▸ **Task directions**: Locate every line in the entries below that contains the word "ceiling", and copy each such line in full.

⁂

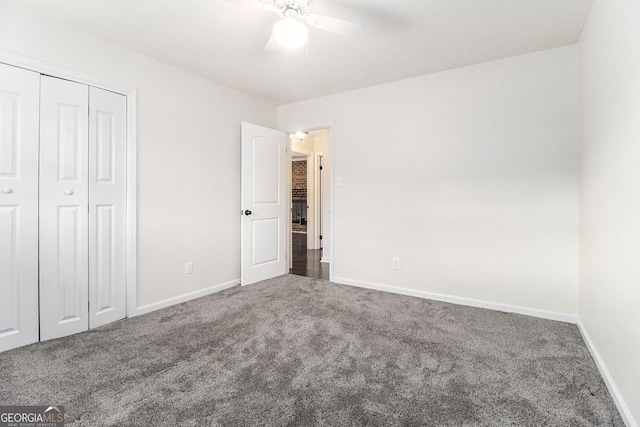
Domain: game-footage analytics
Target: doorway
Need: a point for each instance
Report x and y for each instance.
(309, 204)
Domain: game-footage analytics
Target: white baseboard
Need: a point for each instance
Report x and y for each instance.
(624, 410)
(185, 297)
(545, 314)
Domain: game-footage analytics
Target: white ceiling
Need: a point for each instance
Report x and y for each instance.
(223, 40)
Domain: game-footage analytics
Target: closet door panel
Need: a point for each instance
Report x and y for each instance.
(64, 188)
(19, 105)
(107, 206)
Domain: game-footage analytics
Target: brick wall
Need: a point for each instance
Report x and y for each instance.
(299, 187)
(299, 180)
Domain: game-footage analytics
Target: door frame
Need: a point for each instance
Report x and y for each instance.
(329, 125)
(131, 95)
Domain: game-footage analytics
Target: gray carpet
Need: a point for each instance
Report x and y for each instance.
(299, 351)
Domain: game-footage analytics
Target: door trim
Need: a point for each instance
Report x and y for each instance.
(130, 93)
(332, 150)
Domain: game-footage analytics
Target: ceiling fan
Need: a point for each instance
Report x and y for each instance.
(291, 31)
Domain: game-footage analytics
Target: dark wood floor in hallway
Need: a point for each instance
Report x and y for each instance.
(306, 262)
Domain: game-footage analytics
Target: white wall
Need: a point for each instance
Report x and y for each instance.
(188, 154)
(322, 144)
(469, 175)
(610, 192)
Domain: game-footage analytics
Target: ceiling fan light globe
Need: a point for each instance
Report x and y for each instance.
(290, 33)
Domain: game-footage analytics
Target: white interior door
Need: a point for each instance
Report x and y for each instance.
(19, 105)
(64, 260)
(107, 206)
(264, 203)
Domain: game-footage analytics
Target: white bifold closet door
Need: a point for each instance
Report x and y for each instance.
(19, 105)
(82, 207)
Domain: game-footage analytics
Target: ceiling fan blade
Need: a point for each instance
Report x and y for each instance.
(271, 44)
(333, 25)
(265, 5)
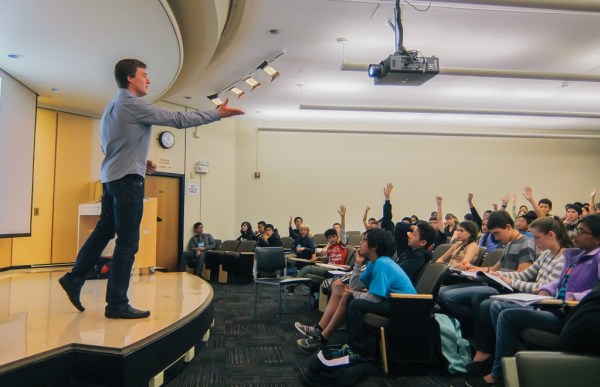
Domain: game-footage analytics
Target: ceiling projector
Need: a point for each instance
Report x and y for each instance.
(404, 69)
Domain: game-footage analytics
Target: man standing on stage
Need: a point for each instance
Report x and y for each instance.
(125, 131)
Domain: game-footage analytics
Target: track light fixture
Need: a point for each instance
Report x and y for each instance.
(269, 70)
(249, 82)
(215, 99)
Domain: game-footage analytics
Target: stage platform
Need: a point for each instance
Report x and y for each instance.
(45, 341)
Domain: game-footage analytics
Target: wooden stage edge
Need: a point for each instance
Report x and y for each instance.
(46, 341)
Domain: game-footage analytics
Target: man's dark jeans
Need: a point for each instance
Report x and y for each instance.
(122, 209)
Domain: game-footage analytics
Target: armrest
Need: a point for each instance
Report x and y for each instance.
(413, 296)
(539, 368)
(571, 304)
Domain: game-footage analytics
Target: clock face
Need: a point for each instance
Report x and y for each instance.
(166, 139)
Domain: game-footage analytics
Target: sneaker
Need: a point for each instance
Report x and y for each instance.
(307, 330)
(356, 358)
(345, 350)
(310, 345)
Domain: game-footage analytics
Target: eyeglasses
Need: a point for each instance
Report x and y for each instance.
(581, 231)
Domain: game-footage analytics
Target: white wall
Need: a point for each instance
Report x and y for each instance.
(214, 207)
(312, 174)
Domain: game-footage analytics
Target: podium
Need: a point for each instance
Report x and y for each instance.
(89, 214)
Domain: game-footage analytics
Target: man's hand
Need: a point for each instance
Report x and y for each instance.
(387, 190)
(226, 111)
(150, 167)
(528, 193)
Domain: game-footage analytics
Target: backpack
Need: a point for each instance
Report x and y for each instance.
(452, 349)
(347, 374)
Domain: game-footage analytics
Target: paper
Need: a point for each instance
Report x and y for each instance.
(523, 299)
(333, 362)
(329, 266)
(485, 277)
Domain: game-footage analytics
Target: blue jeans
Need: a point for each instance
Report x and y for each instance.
(458, 300)
(359, 339)
(121, 214)
(508, 320)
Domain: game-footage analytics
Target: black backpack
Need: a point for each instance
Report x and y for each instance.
(321, 375)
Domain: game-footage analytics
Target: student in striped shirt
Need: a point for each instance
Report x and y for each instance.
(580, 273)
(550, 236)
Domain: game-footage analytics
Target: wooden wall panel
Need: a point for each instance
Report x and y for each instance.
(37, 249)
(72, 177)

⁂

▸ **Complete output**:
Target: white ceiling
Target: ceiling fan
Target: ceiling fan light globe
Target: ceiling fan blade
Target: ceiling projector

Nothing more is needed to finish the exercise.